While homicide rates are going down in Los Angeles and New York, other big cities are seeing rises

The Wall Street Journal has released their analysis of homicide data, complied since 1985, for the 35 largest cities in the nation. In the past two years, there are four cities – Chicago, Baltimore, Milwaukee and Memphis – that have approached or exceeded records set a quarter-century ago when gang wars and crack sales plagued urban areas.

Homicide rates in these cities have risen to levels not seen since the 1990s, despite the fact that on a national level, crime rates are at near historic lows.

Of the country’s 35 largest cities, 27 of them saw homicide rates rise per capita since 2014, but even these rates are relatively low compared to rates in the 1990s. Still, the country’s two biggest cities, New York and Los Angeles, are seeing long-term drops in their murder rate.

But in Chicago, another of the biggest cities, there are 27.8 homicides for every 100,000 residents. As of Friday, shootings were at 330, compared to 324 over the same period last year. In week’s time, three Chicago children were the victims of gun violence.

Violence in Chicago appears to be localized to five neighborhoods with just 9% of the population accounting for one-third of the city’s homicides in 2016. The murders are concentrated in poorer neighborhoods, while wealthier downtown areas are prospering. President Trump commented at a news conference last week that parts of Chicago are “worse than almost any of the places in the Middle East that we talk about,” but did not provide supporting data for that comparison.

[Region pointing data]
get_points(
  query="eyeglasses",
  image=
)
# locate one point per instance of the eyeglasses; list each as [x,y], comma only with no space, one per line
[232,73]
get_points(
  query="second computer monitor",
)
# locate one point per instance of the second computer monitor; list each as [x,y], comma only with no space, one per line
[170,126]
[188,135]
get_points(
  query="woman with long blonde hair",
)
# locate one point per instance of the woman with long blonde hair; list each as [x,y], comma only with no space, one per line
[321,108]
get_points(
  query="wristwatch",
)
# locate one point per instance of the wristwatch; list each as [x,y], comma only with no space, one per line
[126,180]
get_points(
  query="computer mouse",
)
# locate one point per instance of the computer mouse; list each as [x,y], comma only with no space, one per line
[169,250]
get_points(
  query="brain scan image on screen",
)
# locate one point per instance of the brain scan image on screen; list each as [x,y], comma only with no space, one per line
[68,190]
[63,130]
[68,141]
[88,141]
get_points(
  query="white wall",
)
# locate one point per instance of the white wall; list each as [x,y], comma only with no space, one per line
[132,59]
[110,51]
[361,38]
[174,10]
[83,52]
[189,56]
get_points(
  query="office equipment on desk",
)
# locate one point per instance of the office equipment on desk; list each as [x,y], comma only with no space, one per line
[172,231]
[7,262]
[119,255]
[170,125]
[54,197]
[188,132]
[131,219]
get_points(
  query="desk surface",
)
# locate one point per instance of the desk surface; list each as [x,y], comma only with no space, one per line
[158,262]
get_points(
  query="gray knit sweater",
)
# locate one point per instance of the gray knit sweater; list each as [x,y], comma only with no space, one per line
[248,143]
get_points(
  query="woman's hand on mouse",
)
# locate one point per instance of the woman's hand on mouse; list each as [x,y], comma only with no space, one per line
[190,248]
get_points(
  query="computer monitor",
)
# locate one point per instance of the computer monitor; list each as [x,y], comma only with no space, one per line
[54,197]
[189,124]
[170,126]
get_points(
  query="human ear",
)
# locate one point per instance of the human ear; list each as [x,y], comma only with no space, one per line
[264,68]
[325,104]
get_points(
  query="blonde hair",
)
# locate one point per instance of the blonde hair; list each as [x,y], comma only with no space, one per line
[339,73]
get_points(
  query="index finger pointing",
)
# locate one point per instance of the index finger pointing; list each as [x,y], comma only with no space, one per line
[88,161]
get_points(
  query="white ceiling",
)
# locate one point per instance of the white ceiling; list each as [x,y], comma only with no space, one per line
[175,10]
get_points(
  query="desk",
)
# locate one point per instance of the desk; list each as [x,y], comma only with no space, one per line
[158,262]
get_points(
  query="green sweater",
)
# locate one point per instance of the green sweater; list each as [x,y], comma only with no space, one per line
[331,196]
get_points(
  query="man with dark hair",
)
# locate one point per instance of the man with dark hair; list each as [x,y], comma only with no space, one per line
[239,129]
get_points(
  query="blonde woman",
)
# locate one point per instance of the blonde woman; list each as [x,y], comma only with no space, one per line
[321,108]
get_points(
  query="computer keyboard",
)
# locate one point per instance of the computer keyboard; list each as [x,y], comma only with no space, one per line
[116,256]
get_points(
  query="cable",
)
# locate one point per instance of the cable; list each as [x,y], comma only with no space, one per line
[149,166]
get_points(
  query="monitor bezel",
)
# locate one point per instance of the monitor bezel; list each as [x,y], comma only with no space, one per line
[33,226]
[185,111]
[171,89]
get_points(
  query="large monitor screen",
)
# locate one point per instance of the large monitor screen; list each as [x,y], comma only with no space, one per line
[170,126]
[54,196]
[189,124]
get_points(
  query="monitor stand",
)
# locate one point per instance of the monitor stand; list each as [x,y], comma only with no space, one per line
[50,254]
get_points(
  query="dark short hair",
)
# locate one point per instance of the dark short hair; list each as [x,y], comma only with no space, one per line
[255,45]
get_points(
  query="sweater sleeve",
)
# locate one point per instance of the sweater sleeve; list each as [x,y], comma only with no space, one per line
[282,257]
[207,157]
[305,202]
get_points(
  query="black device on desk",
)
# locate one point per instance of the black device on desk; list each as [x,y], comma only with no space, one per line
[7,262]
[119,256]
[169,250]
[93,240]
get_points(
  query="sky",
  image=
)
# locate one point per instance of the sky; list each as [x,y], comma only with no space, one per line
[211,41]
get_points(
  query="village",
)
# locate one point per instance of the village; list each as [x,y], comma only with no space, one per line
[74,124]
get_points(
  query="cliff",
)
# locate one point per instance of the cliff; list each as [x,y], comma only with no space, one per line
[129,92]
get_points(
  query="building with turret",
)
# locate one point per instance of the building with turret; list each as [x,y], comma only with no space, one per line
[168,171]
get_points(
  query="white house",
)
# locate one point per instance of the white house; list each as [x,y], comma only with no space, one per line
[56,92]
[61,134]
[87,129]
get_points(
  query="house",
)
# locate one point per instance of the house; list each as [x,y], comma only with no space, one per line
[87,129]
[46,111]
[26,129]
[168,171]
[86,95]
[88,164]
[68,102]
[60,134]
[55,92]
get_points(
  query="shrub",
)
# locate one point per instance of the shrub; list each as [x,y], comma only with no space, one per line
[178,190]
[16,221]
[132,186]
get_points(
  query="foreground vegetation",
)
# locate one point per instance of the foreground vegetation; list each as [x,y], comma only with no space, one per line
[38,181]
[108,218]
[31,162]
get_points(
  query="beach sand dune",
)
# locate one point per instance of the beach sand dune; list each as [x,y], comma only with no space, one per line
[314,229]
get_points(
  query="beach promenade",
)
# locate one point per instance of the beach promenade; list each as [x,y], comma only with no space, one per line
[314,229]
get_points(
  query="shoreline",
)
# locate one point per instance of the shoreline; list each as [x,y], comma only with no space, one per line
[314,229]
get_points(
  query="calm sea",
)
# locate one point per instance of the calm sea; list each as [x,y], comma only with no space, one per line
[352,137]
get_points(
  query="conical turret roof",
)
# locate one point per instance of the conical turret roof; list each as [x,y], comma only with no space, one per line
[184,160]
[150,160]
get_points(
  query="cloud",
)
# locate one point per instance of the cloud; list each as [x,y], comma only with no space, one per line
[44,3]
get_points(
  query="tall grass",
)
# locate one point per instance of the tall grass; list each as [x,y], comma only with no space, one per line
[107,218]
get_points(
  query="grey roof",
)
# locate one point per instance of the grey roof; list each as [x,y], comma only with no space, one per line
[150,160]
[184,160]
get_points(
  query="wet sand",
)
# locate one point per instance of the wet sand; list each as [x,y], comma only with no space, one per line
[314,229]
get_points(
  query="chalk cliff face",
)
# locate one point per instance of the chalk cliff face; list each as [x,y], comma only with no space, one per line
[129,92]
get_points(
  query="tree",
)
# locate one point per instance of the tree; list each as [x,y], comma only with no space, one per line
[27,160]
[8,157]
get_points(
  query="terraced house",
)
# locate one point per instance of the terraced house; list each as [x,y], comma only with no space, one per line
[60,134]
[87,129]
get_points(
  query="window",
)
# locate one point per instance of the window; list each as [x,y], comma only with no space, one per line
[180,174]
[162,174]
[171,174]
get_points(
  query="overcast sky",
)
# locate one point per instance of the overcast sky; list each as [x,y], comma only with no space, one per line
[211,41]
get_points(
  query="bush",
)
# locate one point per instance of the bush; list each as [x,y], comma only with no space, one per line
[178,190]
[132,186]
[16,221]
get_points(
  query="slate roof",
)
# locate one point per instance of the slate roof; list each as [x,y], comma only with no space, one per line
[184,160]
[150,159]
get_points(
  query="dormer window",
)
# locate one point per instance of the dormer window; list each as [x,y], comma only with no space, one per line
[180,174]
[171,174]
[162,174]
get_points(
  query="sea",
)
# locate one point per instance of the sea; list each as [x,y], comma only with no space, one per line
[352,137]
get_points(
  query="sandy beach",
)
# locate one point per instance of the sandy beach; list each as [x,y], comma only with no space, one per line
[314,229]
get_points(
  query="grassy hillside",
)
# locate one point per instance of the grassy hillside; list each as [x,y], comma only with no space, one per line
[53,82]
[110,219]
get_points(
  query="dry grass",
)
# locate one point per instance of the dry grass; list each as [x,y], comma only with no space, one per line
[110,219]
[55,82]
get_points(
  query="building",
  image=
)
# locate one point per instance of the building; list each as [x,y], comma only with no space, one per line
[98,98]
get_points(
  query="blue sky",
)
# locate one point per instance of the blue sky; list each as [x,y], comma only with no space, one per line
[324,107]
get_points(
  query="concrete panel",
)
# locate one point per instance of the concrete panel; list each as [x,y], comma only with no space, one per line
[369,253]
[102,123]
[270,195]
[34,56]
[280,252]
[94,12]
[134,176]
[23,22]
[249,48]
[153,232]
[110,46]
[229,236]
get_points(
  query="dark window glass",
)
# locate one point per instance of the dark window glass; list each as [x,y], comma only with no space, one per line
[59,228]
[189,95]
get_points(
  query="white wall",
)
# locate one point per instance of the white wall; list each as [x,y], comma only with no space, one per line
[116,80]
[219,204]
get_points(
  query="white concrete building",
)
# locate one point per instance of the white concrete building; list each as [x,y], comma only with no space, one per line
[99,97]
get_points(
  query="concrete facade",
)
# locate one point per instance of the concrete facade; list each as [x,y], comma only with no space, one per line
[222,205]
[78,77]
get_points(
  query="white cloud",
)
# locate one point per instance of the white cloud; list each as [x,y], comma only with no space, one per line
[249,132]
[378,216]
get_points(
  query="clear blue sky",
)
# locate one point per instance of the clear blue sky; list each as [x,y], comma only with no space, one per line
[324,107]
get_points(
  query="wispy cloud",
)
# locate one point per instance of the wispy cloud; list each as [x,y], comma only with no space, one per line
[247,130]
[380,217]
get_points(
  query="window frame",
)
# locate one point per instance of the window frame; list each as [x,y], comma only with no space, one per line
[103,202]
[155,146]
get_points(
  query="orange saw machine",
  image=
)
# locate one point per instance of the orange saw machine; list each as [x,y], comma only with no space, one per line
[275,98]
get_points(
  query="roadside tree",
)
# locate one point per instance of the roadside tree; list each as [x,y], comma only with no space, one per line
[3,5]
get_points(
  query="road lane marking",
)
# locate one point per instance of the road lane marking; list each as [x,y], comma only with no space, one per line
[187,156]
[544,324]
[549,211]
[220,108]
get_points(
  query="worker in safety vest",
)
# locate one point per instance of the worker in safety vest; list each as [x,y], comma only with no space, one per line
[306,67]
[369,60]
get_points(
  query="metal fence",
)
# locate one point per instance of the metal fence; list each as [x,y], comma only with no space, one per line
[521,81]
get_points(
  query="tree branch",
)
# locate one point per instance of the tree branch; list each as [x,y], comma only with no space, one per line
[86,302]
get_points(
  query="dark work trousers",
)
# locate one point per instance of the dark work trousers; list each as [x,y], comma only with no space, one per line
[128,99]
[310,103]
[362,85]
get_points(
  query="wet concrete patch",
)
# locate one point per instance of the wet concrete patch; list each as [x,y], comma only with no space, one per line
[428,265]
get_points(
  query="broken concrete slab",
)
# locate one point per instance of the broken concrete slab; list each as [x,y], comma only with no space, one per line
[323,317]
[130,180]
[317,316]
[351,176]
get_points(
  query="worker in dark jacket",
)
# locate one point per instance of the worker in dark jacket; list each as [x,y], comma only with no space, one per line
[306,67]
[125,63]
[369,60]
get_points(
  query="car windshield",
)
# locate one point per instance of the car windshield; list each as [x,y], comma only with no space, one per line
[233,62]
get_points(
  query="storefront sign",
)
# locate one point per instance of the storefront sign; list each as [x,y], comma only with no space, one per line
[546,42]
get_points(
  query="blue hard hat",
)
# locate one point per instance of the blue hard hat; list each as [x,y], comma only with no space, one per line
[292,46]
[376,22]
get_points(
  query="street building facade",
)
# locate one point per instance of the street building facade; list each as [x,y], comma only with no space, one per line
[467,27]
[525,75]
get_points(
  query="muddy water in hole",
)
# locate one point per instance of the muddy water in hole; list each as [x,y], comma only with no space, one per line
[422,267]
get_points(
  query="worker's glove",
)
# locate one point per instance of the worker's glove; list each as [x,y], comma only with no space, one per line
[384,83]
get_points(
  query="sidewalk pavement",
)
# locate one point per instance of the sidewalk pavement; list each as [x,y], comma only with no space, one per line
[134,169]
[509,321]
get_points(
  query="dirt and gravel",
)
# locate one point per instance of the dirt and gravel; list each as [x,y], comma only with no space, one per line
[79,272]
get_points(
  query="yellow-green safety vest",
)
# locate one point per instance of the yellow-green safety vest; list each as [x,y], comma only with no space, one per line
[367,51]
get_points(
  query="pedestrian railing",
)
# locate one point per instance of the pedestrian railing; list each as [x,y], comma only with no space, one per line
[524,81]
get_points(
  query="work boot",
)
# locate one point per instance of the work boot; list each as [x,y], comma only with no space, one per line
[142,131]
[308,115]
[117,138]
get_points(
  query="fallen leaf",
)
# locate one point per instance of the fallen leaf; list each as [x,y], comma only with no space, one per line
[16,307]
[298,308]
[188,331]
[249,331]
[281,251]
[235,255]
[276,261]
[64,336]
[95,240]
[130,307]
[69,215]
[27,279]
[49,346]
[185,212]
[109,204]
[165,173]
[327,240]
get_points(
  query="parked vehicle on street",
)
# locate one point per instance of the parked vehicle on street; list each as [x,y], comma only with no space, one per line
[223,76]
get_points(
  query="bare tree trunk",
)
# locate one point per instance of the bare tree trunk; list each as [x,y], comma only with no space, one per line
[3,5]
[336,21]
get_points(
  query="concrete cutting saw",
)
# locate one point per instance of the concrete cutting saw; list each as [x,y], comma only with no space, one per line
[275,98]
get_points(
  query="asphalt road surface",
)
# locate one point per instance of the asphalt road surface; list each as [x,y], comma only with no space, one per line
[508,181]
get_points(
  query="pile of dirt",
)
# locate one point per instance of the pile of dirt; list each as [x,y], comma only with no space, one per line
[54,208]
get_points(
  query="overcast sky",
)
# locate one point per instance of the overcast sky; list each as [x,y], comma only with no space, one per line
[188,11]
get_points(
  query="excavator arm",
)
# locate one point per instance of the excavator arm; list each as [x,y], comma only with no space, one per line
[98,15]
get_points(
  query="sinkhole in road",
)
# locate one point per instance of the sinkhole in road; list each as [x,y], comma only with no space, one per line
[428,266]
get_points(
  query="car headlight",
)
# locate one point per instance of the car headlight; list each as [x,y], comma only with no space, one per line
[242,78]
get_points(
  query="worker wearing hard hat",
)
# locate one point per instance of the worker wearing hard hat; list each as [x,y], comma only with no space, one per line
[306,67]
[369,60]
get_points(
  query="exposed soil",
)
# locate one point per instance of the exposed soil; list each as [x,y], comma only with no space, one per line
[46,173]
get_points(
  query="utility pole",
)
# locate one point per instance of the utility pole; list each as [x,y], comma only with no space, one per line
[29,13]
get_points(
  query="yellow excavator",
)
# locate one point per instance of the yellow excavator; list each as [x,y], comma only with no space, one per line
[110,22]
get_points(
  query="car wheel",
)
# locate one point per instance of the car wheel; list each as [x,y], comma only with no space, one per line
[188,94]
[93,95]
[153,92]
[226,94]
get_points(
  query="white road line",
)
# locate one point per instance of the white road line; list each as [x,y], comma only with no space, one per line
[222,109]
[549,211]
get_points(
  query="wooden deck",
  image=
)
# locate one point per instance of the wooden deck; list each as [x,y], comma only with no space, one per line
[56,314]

◆ Apply what you read
A. In the article on city homicide rates, how many of the country's 35 largest cities saw homicide rates rise per capita since 2014?
B. Continue the article on city homicide rates from where it stops.

◆ Outputs in order
A. 27

B.
Memphis had the distinction of reaching its highest rate last year, with 32 murders per 100,000 residents.

In Baltimore, 47 people have already been killed since the beginning of the year, putting it on track for the highest rate since at least 1970.

Police chiefs in these historic cities attribute the crime surge to a variety of factors, including gang violence, poverty, strained community relations and lax prosecution of gun laws.

Still, poverty rates are not a consistent predictor of higher crime rates. The four cities with rising crime share elevated rates of poverty and unemployment have levels similar to those in Philadelphia, where the violent crime rate is at its lowest in three decades.

The political battle over the numbers of officers doesn’t always correlate with the homicide rate. In Baltimore, for example, there are more officers per 10,000 residents than New York, and Milwaukee and Memphis are among the 10 cities that have the most officers per population.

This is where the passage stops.